### Excerpted text ###
Stable Diffusion’s latent space

Stable Diffusion uses three trained artificial neural networks in tandem:

The Variational Auto Encoder (VAE) encodes and decodes images from image space into some latent space representation. The latent space representation is a lower resolution (64 x 64), higher precision (4x32 bit) representation of any source image (512 x 512 at 3x8 or 4x8 bit).

How the VAE encodes the image into this latent space, it learns by itself during the training process and thus the latent space representations of different versions of the model will likely look different as the model gets trained further, but the representation of Stable Diffusion v1.4 looks like this (when remapped and interpreted as 4-channel color image):

The main features of the image are still visible when re-scaling and interpreting the latents as color values (with alpha channel), but the VAE also encodes the higher resolution features into these pixel values.

One encode/decode roundtrip through this VAE looks like this:

VAE roundtrip, from left to right: 512x512@24bpp ground truth, 64x64@128bpp latent space representation, 512x512@24bpp decoded image

Note that this roundtrip is not lossless. For example, Anna’s name on her headcollar is slightly less readable after the decoding. The VAE of the 1.4 stable diffusion model is generally not very good at representing small text (as well as faces, something I hope version 1.5 of the trained model will improve).
###
▶ Task instructions:
• a. Write out the excerpt on Stable Diffusion's latent space again, from "Note that this" up to and including "model will improve).", switching "headcollar" to "halter".
• b. Resume the excerpt on Stable Diffusion's latent space with the sentences that would come after its final one.
### Supplied material ###
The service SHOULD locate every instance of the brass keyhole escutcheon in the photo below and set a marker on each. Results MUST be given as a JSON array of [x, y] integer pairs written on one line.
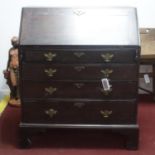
###
▶ Answers for the tasks:
• a.
Note that this roundtrip is not lossless. For example, Anna’s name on her halter is slightly less readable after the decoding. The VAE of the 1.4 stable diffusion model is generally not very good at representing small text (as well as faces, something I hope version 1.5 of the trained model will improve).

• b.
The main algorithm of Stable Diffusion, which generates new images from short text descriptions, operates on this latent space representation of images. It starts with random noise in the latent space representation and then iteratively de-noises this latent space image by using the trained U-Net, which in simple terms outputs predictions of what it thinks it “sees” in that noise, similarly to how we sometimes see shapes and faces when looking at clouds. When Stable Diffusion is used to generate images, this iterative de-noising step is guided by the third ML model, the text encoder, which gives the U-Net information about what it should try to see in the noise. For the experimental image codec presented here, the text encoder is not needed. The Google Colab code shared below still makes use of it, but only to create a one-time encoding of an empty string, used to tell the U-Net to do un-guided de-noising during image reconstruction.

Compression Method

To use Stable Diffusion as an image compression codec, I investigated how the latent representation generated by the VAE could be efficiently compressed. Downsampling the latents or applying existing lossy image compression methods to the latents proved to massively degrade the reconstructed images in my experiments. However, I found that the VAE’s decoding seems to be vey robust to quantization of the latents.

Quantizing the latents from floating point to 8-bit unsigned integers by scaling, clamping and then remapping them results in only very little visible reconstruction error:

Left: decoded from 32-bit floating point latents — Middle: ground truth — Right: decoded from 8-bit integer latents

To quantize the latents generated by the VAE, I first scaled them by 1 / 0.18215, a number you may have come across in the Stable Diffusion source code already. It seems dividing the latents by this number maps them quite well to the [-1, 1] range, though some clamping will still occur.

By quantizing the latents to 8-bit, the data size of the image representation is now 64*64*4*8 bit = 16 kB (down from the 512*512*3*8 bit= 768 kB of the uncompressed ground truth)

Quantizing the latents to less than 8-bit didn’t yield good results in my experiments, but what did work surprisingly well was to further quantize by palettizing and dithering them. I created a palettized representation using a latent palette of 256 4*8-bit vectors and Floyd-Steinberg dithering. Using a palette with 256 entries allows to represent each latent vector using a single 8-bit index, bringing the data size to 64*64*8+256*4*8 bit = 5 kB

The palettized representation however now does result in some visible artifacts when decoding them with the VAE directly:

decoded from Left: 32-bit latents — Middle: 8-bit quantized latents — Right: palettized 8-bit latents with Floyd-Steinberg dithering (note the visible distortions)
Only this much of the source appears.